■ **Work to be completed**
Reproduce the rows below, beginning with the line that contains "Object detection labeling — target class: navy" and continuing through the end of the rows.

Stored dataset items
════════
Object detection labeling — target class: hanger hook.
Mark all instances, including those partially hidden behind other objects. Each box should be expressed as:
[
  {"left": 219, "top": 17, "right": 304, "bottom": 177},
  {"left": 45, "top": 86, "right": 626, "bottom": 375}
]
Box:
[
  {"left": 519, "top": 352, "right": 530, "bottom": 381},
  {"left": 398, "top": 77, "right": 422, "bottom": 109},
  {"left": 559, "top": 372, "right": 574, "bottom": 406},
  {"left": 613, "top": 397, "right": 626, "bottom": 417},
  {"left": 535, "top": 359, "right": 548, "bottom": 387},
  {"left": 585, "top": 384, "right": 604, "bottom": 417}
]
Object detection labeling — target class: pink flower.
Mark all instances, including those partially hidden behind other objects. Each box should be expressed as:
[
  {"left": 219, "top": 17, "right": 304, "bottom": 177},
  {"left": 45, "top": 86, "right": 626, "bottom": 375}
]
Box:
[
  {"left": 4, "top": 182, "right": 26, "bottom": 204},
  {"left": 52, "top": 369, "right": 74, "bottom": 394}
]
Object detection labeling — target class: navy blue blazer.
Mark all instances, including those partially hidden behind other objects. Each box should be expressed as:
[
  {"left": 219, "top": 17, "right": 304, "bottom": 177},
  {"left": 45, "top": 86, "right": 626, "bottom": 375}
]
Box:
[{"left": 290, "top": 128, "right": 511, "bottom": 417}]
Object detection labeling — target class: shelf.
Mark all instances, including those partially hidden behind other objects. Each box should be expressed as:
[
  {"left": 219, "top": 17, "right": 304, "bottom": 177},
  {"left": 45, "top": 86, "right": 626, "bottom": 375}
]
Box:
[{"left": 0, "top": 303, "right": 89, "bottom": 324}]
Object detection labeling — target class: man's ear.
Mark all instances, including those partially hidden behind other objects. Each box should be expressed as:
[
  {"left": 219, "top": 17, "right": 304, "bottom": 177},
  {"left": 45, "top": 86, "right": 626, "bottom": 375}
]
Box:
════════
■ **Answer to this problem**
Object detection labeling — target class: navy blue blazer.
Mark all instances, including those partially hidden behind other objects. Each box should be expressed as:
[
  {"left": 219, "top": 17, "right": 304, "bottom": 177},
  {"left": 45, "top": 86, "right": 626, "bottom": 375}
]
Box:
[{"left": 290, "top": 128, "right": 511, "bottom": 417}]
Object detection labeling — target class: shelf.
Mark all instances, including those partially hidden behind other objects. Each box should be expressed as:
[
  {"left": 219, "top": 17, "right": 304, "bottom": 177},
  {"left": 45, "top": 86, "right": 626, "bottom": 375}
]
Box:
[{"left": 0, "top": 303, "right": 89, "bottom": 324}]
Object detection labeling — target class: man's ear.
Mark all instances, including those partially hidden behind other objects. Each box should be expressed as:
[
  {"left": 219, "top": 17, "right": 304, "bottom": 177},
  {"left": 45, "top": 86, "right": 626, "bottom": 375}
]
Box:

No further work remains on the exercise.